Work through the data below and copy out every line where "evergreen" is found.

**** Records to use

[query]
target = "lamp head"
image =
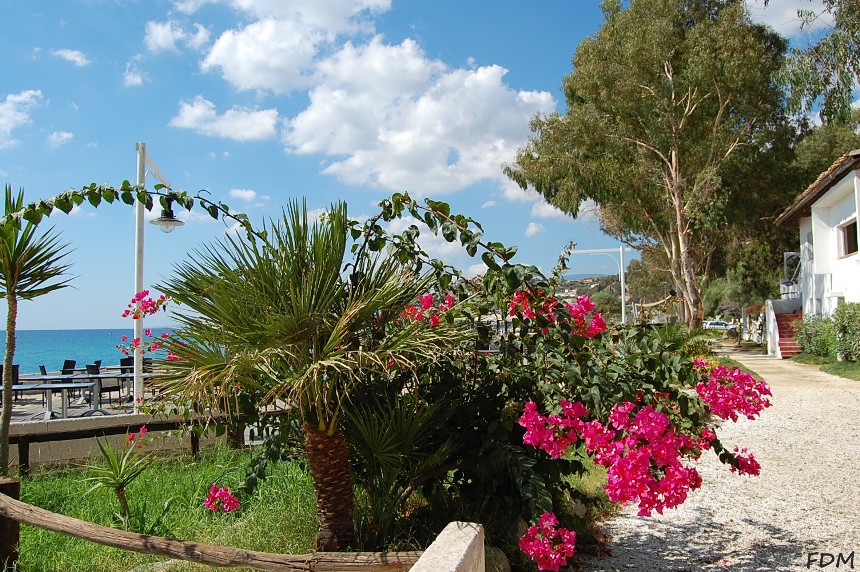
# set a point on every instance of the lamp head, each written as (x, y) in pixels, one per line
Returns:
(167, 221)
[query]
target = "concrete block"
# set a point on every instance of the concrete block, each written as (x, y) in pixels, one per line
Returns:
(458, 548)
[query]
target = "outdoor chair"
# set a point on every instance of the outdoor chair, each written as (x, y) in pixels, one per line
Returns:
(107, 385)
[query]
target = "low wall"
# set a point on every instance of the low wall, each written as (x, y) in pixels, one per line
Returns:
(458, 548)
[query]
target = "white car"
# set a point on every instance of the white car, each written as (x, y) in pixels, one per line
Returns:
(719, 325)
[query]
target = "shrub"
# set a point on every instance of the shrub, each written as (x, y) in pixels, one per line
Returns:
(816, 336)
(846, 326)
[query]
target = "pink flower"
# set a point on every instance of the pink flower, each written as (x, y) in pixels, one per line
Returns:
(548, 546)
(220, 498)
(426, 301)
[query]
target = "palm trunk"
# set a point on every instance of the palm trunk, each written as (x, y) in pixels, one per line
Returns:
(328, 460)
(8, 377)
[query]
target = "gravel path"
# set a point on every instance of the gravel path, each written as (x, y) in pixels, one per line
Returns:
(806, 500)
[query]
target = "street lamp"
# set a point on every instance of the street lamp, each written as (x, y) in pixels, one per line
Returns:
(620, 262)
(167, 222)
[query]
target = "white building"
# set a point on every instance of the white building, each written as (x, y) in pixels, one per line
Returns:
(826, 216)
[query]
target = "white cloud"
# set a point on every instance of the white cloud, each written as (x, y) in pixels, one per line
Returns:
(534, 228)
(513, 193)
(273, 55)
(14, 112)
(132, 77)
(165, 36)
(76, 57)
(246, 195)
(543, 209)
(476, 270)
(405, 122)
(237, 123)
(782, 16)
(59, 138)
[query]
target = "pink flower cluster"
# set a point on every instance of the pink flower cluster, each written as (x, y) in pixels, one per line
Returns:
(548, 546)
(427, 310)
(143, 345)
(641, 450)
(142, 305)
(729, 392)
(220, 498)
(532, 304)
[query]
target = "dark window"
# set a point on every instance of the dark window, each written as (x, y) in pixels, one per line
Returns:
(849, 238)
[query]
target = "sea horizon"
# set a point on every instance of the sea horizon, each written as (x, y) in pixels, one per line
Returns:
(84, 345)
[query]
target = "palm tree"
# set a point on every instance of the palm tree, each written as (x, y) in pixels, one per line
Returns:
(285, 320)
(30, 266)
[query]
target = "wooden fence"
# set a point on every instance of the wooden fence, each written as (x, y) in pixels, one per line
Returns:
(13, 512)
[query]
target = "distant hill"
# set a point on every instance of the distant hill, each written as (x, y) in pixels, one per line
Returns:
(582, 276)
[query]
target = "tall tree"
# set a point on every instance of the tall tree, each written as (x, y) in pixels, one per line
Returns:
(659, 101)
(31, 265)
(826, 71)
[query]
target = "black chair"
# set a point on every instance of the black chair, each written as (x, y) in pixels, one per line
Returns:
(107, 385)
(126, 365)
(68, 367)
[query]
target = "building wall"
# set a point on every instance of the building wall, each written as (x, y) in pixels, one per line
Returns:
(829, 276)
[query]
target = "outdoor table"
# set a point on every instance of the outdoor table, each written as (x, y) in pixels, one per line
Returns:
(47, 388)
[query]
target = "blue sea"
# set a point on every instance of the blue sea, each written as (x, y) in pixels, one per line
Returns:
(51, 347)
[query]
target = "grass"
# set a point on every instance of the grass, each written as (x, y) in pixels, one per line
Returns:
(278, 517)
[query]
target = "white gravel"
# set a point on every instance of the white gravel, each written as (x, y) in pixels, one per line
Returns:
(806, 500)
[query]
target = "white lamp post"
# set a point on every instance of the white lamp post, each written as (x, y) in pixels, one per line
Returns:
(167, 223)
(620, 262)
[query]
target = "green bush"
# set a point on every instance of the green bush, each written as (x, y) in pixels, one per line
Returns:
(846, 325)
(816, 336)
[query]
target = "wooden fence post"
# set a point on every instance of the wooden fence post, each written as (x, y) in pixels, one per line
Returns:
(23, 457)
(10, 529)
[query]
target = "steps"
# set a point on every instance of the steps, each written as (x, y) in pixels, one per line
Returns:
(788, 346)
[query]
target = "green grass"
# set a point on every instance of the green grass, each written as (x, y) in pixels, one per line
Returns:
(846, 369)
(279, 516)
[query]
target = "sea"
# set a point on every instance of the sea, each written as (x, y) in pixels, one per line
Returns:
(51, 347)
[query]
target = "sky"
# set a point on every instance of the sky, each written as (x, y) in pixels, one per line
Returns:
(258, 102)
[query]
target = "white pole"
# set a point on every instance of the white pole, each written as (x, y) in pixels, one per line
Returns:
(138, 275)
(623, 290)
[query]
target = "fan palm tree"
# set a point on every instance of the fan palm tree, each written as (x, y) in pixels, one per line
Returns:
(31, 265)
(285, 320)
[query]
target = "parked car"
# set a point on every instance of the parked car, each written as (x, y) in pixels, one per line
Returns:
(719, 325)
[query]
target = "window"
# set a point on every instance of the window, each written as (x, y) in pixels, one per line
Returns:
(848, 238)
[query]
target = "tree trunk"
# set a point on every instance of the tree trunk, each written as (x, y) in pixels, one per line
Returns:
(8, 377)
(328, 460)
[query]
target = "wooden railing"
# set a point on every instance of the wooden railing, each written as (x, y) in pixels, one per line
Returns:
(13, 512)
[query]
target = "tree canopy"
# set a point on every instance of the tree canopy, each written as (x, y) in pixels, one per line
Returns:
(826, 71)
(669, 105)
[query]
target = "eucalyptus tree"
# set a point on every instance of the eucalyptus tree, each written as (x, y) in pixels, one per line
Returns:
(293, 320)
(668, 105)
(31, 265)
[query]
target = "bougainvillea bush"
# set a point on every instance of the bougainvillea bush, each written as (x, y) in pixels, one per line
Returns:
(492, 424)
(546, 389)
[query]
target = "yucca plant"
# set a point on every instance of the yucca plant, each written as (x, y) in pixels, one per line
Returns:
(296, 325)
(120, 468)
(31, 265)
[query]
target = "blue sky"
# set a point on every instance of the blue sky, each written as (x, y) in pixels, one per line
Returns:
(260, 101)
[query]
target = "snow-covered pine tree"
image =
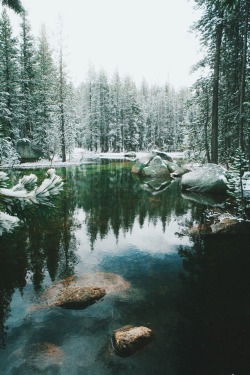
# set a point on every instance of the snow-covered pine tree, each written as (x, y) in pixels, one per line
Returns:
(8, 76)
(235, 173)
(46, 108)
(26, 109)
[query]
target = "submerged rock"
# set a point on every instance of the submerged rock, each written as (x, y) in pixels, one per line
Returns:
(223, 225)
(79, 297)
(156, 167)
(163, 155)
(82, 291)
(232, 225)
(157, 164)
(209, 178)
(130, 154)
(128, 339)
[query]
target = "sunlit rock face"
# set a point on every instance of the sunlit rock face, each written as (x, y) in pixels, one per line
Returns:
(209, 178)
(128, 339)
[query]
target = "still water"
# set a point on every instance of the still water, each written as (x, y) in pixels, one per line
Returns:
(192, 292)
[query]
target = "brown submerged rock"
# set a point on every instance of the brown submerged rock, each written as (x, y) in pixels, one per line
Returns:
(79, 297)
(128, 339)
(82, 291)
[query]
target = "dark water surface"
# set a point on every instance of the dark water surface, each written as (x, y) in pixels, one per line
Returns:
(193, 293)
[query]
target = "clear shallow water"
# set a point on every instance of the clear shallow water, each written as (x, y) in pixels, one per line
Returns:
(193, 293)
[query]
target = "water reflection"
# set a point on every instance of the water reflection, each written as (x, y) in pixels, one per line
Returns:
(107, 221)
(216, 306)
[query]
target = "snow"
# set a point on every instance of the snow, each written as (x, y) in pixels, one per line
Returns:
(81, 156)
(7, 222)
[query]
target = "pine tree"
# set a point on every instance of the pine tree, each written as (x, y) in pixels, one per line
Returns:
(26, 110)
(8, 76)
(46, 108)
(235, 174)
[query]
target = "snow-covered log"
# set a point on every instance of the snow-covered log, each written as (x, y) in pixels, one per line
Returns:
(27, 191)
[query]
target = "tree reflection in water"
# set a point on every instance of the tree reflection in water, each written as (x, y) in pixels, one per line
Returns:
(216, 310)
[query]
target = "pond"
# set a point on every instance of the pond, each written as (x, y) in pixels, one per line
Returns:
(192, 292)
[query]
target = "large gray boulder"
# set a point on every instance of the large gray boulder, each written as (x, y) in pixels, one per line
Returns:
(209, 178)
(26, 151)
(153, 165)
(128, 339)
(156, 167)
(163, 155)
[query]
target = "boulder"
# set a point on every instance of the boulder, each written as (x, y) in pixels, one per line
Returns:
(163, 155)
(141, 163)
(224, 225)
(209, 178)
(26, 151)
(128, 339)
(79, 297)
(156, 167)
(83, 290)
(130, 154)
(232, 225)
(176, 170)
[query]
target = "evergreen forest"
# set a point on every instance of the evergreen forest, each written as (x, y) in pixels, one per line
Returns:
(40, 106)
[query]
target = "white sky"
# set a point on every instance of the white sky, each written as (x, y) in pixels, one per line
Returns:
(143, 38)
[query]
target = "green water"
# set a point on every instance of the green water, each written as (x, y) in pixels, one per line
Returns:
(192, 292)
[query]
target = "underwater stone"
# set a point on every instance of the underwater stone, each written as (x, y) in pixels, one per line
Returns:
(129, 339)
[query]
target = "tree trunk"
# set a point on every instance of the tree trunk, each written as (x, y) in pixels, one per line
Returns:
(63, 143)
(215, 94)
(243, 79)
(206, 127)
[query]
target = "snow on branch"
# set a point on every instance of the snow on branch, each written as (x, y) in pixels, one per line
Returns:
(26, 190)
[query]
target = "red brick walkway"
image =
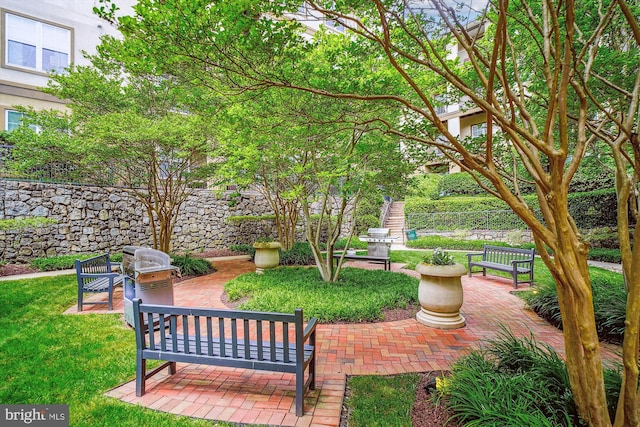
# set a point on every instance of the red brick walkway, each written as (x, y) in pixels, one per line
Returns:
(257, 397)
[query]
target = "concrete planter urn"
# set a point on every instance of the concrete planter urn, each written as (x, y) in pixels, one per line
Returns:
(440, 295)
(267, 255)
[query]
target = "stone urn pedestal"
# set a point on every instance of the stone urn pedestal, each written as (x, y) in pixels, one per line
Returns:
(440, 295)
(267, 255)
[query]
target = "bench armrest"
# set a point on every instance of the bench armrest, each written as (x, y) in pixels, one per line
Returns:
(310, 329)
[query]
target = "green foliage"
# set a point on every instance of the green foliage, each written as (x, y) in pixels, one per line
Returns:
(21, 223)
(439, 257)
(605, 255)
(381, 400)
(459, 184)
(355, 243)
(591, 210)
(358, 295)
(435, 241)
(514, 381)
(454, 204)
(368, 212)
(299, 254)
(609, 302)
(243, 249)
(250, 218)
(190, 265)
(604, 237)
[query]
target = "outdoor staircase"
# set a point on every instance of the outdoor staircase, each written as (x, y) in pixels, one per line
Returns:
(395, 221)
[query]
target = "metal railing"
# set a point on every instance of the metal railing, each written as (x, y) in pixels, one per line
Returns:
(478, 220)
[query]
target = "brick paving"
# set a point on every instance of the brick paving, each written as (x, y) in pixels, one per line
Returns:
(258, 397)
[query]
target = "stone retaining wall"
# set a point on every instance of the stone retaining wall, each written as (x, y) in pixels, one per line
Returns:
(97, 219)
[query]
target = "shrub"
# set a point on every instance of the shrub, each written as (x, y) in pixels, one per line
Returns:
(459, 184)
(605, 255)
(435, 241)
(609, 303)
(355, 243)
(590, 210)
(191, 266)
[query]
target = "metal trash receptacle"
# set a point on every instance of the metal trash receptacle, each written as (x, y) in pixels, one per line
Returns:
(148, 276)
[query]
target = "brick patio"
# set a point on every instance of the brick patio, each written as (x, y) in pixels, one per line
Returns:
(258, 397)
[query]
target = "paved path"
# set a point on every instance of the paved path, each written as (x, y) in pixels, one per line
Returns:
(258, 397)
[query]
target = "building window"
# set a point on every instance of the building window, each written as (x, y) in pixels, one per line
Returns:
(479, 130)
(13, 120)
(36, 45)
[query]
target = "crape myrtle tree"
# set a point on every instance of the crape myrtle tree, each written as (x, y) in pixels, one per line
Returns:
(311, 156)
(125, 132)
(552, 77)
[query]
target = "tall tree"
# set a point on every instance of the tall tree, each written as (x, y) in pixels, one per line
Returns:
(553, 76)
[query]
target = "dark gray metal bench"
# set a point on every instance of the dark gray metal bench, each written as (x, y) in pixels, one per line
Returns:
(379, 259)
(96, 275)
(276, 342)
(511, 260)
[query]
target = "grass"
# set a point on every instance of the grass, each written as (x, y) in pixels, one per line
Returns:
(516, 381)
(359, 295)
(48, 357)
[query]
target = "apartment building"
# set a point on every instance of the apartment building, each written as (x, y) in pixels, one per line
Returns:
(39, 37)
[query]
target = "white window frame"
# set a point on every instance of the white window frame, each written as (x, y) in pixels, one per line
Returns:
(478, 130)
(60, 43)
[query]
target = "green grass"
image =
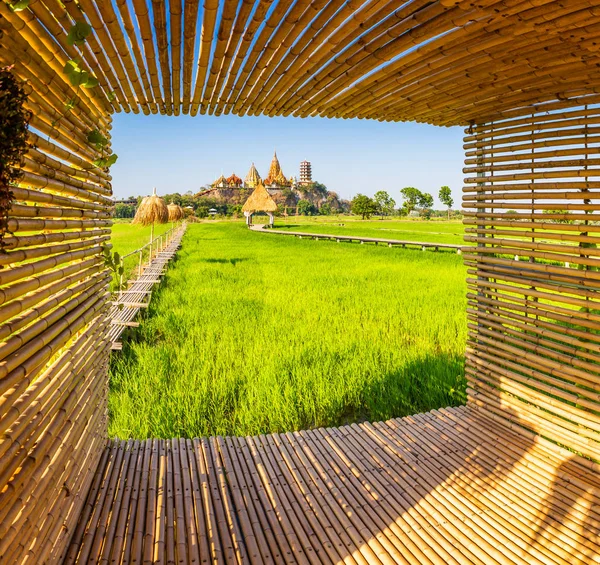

********

| Written answer |
target = "evergreen forest"
# set a point on every instance of the evergreen forest, each written as (x, y) in pixels, one per line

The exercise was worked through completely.